Dataset:
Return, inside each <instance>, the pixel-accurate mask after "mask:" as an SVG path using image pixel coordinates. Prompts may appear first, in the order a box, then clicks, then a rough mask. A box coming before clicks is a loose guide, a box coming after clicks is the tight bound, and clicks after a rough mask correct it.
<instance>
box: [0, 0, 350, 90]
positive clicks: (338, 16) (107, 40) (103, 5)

==

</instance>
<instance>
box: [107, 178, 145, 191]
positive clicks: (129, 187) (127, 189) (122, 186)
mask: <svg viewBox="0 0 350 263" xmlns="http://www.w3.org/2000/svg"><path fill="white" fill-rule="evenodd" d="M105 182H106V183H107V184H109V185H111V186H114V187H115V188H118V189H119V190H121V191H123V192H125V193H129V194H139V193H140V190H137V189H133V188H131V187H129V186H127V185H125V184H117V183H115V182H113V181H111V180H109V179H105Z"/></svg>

==

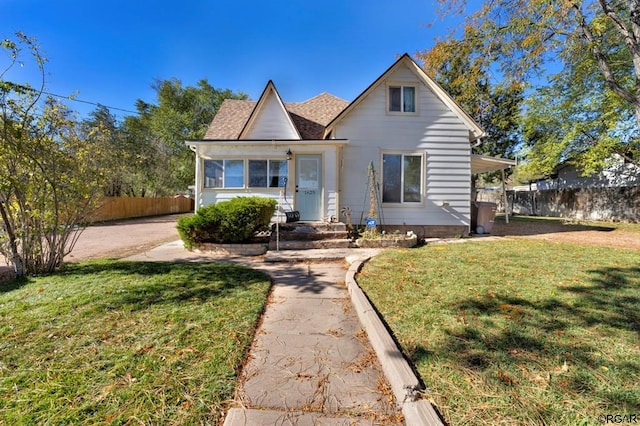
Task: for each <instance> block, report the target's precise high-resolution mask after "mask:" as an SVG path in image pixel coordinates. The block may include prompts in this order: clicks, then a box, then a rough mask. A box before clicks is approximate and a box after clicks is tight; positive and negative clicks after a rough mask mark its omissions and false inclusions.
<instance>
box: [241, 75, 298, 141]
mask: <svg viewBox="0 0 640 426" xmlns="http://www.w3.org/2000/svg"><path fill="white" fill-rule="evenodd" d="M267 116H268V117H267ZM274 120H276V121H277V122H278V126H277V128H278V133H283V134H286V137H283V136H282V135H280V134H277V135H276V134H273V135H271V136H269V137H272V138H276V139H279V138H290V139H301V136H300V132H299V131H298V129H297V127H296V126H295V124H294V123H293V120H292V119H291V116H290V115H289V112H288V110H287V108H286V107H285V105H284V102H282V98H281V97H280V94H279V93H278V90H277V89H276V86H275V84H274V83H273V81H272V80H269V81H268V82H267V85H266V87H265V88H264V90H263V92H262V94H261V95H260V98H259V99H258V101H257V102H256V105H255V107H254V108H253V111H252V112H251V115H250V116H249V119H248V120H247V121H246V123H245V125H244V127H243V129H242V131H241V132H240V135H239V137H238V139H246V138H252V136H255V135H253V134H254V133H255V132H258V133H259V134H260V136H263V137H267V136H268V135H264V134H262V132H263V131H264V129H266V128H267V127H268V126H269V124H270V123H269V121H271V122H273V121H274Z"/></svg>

Assigned task: The lines to copy are those in the listing that contain the word "rough".

Task answer:
Return, inside each <instance>, the pixel-accurate mask after "mask:" as an SVG path using image pixel coordinates. Prompts may appear first, in the order a box, then clicks, then a rough mask. A box coming before clicks is a loose guide, a box coming after clicks is the tight bound, and clicks after a rough mask correct it.
Task: for each <instance> block, report the target's precise high-resolution mask after "mask:" as an SVG path in image pixel coordinates. The block may include prompts in this order: clicks, then a box, then a rough mask. A box before clicks is approximate and a box after clicks is tight; positive and negative clicks after a rough mask mark its omissions and false inclusions.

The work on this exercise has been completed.